**REQUESTS**
a) Copy the stretch of the shrimp-boiling thread from "## marmalady" through "they're all cooking.".
b) In the shrimp-boiling thread, what does marmalady put in the seasoning mixture?
c) Go on with the shrimp-boiling thread from the point where it stops.

# How Long Do You Boil Shrimp?



## texasgirl

How long do you boil shrimp??


----------



## abjcooking

Just for a few minutes until they just turn pink.  About 5-7 minutes


----------



## abjcooking

Depending on the size of the shrimp (if they are small) it could be a little less time


----------



## marmalady

I don't actually 'boil' at all. I mix a seasoning mixture of Old bay, lemons cut up, and bay leaf with water, bring that to a boil and let it simmer for 10-15 minutes; then drop the shrimp in, turn off the heat, cover and let sit for 5 or so minutes, til all the shrimp are pink . Make sure you have enough water to cover all the shrimp, and you might want to peek and give the shrimp a stir to make sure they're all cooking. 


I guarantee this'll be the most tender shrimp you've ever had!

**DATA RECORDS**
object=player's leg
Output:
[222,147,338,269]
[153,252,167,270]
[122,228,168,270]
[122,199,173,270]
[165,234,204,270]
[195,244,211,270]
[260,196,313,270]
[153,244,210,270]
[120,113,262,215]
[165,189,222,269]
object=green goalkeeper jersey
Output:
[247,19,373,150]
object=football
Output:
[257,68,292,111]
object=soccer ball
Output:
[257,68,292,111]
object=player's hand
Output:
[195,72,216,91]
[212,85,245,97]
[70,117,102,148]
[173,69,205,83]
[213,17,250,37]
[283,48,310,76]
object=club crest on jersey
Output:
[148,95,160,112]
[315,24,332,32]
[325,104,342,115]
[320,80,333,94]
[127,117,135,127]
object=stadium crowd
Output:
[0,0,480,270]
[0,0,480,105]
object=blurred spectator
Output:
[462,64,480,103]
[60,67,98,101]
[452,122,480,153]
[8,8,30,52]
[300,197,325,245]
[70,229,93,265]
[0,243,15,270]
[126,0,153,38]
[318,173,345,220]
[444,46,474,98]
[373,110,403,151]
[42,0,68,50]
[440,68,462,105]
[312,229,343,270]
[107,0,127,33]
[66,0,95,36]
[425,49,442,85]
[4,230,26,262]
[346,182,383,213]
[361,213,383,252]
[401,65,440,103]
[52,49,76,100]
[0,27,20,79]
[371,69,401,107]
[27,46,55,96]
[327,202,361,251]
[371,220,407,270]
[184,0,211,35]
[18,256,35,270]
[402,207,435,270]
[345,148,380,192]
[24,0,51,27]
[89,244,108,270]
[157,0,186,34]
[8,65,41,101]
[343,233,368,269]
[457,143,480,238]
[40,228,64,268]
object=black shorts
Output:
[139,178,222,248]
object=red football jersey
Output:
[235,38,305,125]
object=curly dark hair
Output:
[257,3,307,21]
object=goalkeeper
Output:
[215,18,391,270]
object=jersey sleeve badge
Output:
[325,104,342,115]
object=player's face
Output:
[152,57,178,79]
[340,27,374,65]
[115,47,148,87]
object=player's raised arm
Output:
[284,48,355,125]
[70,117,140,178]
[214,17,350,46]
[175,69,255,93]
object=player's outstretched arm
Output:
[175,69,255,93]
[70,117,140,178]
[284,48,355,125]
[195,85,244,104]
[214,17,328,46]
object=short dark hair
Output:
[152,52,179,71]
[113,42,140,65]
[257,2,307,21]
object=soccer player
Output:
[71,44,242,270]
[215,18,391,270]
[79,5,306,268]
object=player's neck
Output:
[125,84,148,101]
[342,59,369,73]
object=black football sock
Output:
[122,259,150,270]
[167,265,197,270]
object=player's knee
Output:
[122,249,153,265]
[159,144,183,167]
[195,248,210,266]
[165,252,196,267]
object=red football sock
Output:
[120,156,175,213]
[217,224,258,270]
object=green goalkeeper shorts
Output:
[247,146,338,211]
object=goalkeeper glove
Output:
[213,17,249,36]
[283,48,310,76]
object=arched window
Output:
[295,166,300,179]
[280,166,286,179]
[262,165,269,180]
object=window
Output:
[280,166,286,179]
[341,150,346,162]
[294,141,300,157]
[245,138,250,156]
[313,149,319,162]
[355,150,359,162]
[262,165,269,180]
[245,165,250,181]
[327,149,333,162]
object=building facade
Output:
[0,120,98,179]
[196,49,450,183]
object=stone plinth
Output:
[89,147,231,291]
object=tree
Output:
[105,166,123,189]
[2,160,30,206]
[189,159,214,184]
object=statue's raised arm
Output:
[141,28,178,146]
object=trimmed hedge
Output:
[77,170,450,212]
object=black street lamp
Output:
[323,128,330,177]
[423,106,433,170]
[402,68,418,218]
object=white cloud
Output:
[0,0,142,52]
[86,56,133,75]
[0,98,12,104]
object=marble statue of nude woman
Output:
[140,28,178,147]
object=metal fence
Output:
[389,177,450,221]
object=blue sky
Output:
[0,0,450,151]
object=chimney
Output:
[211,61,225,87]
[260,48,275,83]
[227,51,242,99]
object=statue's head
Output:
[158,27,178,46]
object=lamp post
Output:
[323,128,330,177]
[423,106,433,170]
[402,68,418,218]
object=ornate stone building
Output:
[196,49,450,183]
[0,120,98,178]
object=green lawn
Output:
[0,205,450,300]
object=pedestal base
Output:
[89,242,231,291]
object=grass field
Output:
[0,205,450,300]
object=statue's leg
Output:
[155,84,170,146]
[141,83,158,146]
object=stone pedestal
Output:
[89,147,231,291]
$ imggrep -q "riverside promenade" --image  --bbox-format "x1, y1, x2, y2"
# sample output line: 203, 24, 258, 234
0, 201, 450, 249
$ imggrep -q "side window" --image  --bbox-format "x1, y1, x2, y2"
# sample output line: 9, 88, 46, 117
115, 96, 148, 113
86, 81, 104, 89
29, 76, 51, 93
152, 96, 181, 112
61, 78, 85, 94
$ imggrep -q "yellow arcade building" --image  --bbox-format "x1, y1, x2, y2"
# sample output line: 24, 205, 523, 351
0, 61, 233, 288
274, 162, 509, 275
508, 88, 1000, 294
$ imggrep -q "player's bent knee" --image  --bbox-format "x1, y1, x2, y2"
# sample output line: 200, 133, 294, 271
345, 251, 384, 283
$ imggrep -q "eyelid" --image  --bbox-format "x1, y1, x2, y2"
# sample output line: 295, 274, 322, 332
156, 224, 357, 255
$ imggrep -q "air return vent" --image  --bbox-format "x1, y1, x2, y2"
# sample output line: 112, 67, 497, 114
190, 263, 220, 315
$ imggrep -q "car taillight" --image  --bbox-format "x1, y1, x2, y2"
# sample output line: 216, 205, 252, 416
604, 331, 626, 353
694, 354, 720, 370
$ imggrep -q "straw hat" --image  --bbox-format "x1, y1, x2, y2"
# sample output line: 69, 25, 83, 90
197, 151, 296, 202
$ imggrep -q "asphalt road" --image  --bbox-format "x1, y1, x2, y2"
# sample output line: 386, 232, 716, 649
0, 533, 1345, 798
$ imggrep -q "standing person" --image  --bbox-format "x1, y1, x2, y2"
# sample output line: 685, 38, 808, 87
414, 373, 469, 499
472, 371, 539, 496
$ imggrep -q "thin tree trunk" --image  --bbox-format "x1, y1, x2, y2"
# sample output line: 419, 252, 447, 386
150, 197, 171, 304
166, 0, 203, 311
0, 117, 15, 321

**TASK RESULTS**
a)
## marmalady

I don't actually 'boil' at all. I mix a seasoning mixture of Old bay, lemons cut up, and bay leaf with water, bring that to a boil and let it simmer for 10-15 minutes; then drop the shrimp in, turn off the heat, cover and let sit for 5 or so minutes, til all the shrimp are pink . Make sure you have enough water to cover all the shrimp, and you might want to peek and give the shrimp a stir to make sure they're all cooking.

b) Old Bay, cut-up lemons, and bay leaf, mixed with water.

c)
PS - If the shrimp are very cold to start, you can bring the water back up to a simmer after you've added the shrimp, then turn off heat and cover.


----------



## kitchenelf

I will have to agree with marmalady's timing. Big shrimp don't even take that long - maybe 2-3 minutes with the water at a rolling boil. 

Once they float to the surface remove them - they will still continue cooking once you take them out.


----------



## texasgirl

Thank you, all!!


----------



## jennyema

Once again, I'm with Marm!  


I dont boil.. I get the water boiling and infused with flavor, add the shrimp, take OFF the heat and let sit until done. How long depends on the size of the shrimp.

If you are serving them hot, remember to account for carry-over cooking time.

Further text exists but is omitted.